DIRECTIONS FOR THIS TASK: Quote the records in full and leave their pictures out.

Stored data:

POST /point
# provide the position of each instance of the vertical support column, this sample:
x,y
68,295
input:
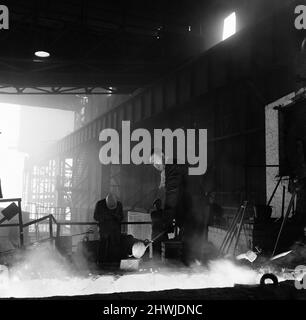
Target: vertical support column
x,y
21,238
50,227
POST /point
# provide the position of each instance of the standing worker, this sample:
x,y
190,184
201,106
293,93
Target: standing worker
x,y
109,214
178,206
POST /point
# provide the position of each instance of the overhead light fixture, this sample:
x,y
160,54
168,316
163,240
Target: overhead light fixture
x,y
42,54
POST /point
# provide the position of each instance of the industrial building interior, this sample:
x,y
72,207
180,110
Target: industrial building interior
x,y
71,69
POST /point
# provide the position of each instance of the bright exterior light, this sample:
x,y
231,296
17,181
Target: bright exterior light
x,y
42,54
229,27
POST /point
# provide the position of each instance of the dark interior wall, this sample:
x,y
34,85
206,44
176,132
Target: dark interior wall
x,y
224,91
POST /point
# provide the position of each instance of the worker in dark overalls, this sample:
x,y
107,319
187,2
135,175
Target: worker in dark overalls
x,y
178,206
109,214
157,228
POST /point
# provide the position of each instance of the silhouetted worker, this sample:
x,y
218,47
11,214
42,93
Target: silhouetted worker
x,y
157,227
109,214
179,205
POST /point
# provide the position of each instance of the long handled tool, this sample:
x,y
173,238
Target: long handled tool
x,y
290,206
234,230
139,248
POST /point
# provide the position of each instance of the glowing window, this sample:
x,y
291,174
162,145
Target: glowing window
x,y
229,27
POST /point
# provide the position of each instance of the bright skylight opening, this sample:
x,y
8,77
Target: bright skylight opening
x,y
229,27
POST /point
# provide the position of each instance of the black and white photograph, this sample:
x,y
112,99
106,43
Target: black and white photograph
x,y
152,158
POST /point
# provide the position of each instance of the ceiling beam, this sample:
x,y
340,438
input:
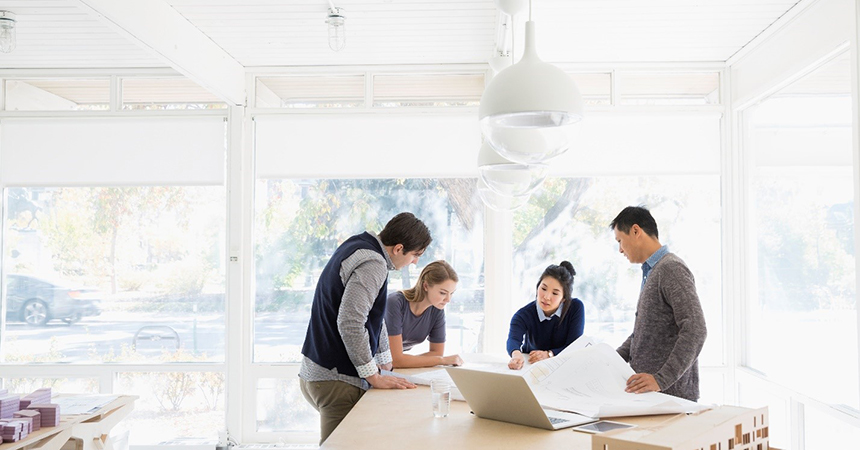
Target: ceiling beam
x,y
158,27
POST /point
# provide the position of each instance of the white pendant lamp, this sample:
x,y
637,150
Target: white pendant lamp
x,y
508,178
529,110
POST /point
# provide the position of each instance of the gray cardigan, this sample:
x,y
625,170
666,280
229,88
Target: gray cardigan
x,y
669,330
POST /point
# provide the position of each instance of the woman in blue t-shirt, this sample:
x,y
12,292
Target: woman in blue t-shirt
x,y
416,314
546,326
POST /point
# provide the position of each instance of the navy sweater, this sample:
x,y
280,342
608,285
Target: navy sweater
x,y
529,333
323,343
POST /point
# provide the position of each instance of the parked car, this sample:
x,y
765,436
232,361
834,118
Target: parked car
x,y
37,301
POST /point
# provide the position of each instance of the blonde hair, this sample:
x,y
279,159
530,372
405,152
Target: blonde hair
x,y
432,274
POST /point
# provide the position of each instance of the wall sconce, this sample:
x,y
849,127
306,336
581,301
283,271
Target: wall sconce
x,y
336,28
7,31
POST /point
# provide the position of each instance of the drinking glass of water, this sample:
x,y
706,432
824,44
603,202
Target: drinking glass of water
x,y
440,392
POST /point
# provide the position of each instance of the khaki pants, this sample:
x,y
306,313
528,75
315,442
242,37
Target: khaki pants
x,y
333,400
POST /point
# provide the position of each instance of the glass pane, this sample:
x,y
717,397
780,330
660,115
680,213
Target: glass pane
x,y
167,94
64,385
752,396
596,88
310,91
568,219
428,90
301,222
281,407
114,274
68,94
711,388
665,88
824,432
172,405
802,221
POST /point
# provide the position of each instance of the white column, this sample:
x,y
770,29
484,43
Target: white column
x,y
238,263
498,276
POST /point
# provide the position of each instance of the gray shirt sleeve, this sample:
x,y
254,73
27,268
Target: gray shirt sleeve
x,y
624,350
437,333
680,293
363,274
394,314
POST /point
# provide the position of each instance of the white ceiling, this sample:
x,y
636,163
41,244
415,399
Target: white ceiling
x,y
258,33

RESULT:
POST /point
# provide the position of each instance of the vertical support column, this sample:
x,y
68,295
input:
Target: vertical support column
x,y
21,238
50,227
POST /point
# provide the position of each instance of the standing worker, this sample:
x,y
190,184
201,106
293,93
Target: standing worker
x,y
109,214
178,206
POST /point
# provide the position of each instance of the overhead light fixture, this sample:
x,y
160,54
168,316
163,240
Target: overhead light fixture
x,y
42,54
POST /point
# provide the position of each instance of the industrial building interior, this sample:
x,y
72,207
180,110
Target: industrial building interior
x,y
71,69
POST /point
# provide the position of each instance of the bright exterior light, this sample:
x,y
231,296
17,181
Target: bright exterior light
x,y
42,54
229,27
POST /point
# provide the position of each instance of the dark interior wall, this sample:
x,y
34,85
206,44
176,132
Target: dark interior wall
x,y
224,91
POST /point
# provide the position of each instance of the worker in dark overalls, this sample:
x,y
107,319
187,2
135,175
Target: worker in dark overalls
x,y
178,206
109,214
157,228
POST /point
# provide the position of each instance of the silhouetted worker, this sample:
x,y
218,47
11,214
42,93
Target: silhouetted worker
x,y
157,227
109,214
179,205
POST /point
# provide the position of each instance of the long handled tool, this sample:
x,y
173,238
Target: long handled tool
x,y
290,206
234,230
139,248
POST /point
# provide the position of each instance of the glowing window, this sample:
x,y
291,174
162,145
Target: glowing window
x,y
229,27
POST /point
# provide the position of each instance of the bright skylight opening, this sample:
x,y
8,77
Target: bright skylight opening
x,y
229,27
POST /point
# provide the position of each instance of the black and white photograph, this sample:
x,y
112,99
106,43
Target: black and white photograph
x,y
152,158
POST /point
# provide the position of each instance of the ceiling beam, this sample:
x,y
340,438
input:
Target: ceiling beam
x,y
158,27
POST /point
# provide the position of each instance of the white pendant lamp, this sample:
x,y
637,150
Target: white pendant lamp
x,y
508,178
529,110
POST /point
# provide the position of each instance of the gray cardigan, this sample:
x,y
625,170
666,280
229,88
Target: gray cardigan
x,y
669,330
POST /point
# provide the position of each instance of the woman in blue t-shirt, this sample:
x,y
12,292
Target: woman in blue t-shirt
x,y
416,314
546,326
POST /point
# provide the position of each instance of the navy sweater, this sample:
x,y
280,342
608,285
Target: navy sweater
x,y
529,333
323,343
POST /point
# provide the position of each instance of the parked car, this sample:
x,y
765,436
232,361
834,118
Target: parked car
x,y
37,301
POST /point
# provide the position of each instance of the blonde hair, this sample:
x,y
279,159
530,372
405,152
Target: blonde hair
x,y
432,274
POST /point
# provide the position of each instance of the wall sconce, this sample:
x,y
849,127
306,336
581,301
283,271
Target: wall sconce
x,y
336,28
7,31
POST /point
# provide the position of each instance of the drinking glass of water, this sample:
x,y
706,432
824,44
603,202
Target: drinking glass of water
x,y
440,392
POST /point
# provide the position of each instance of the khaki pants, this sample:
x,y
306,313
528,75
315,442
242,37
Target: khaki pants
x,y
333,400
POST /point
# provide the position of each instance of the glass pane, this sample:
x,y
717,397
780,330
660,115
680,213
Target: glass pane
x,y
167,94
64,385
752,396
596,88
310,91
568,219
428,90
301,222
281,407
114,274
68,94
711,388
665,88
824,432
172,405
802,221
POST /point
# provide the position of each instance of the white column, this sample:
x,y
770,29
484,43
Target: white column
x,y
238,263
498,276
POST /point
# provide the position of each instance of the gray shirt sleeve, this sample:
x,y
254,73
27,268
Target: gray shirt sleeve
x,y
624,350
437,333
680,293
363,274
394,314
POST /point
# provide the position of each instance of the white ceiling, this sample:
x,y
636,163
41,244
415,399
Target: white ceiling
x,y
258,33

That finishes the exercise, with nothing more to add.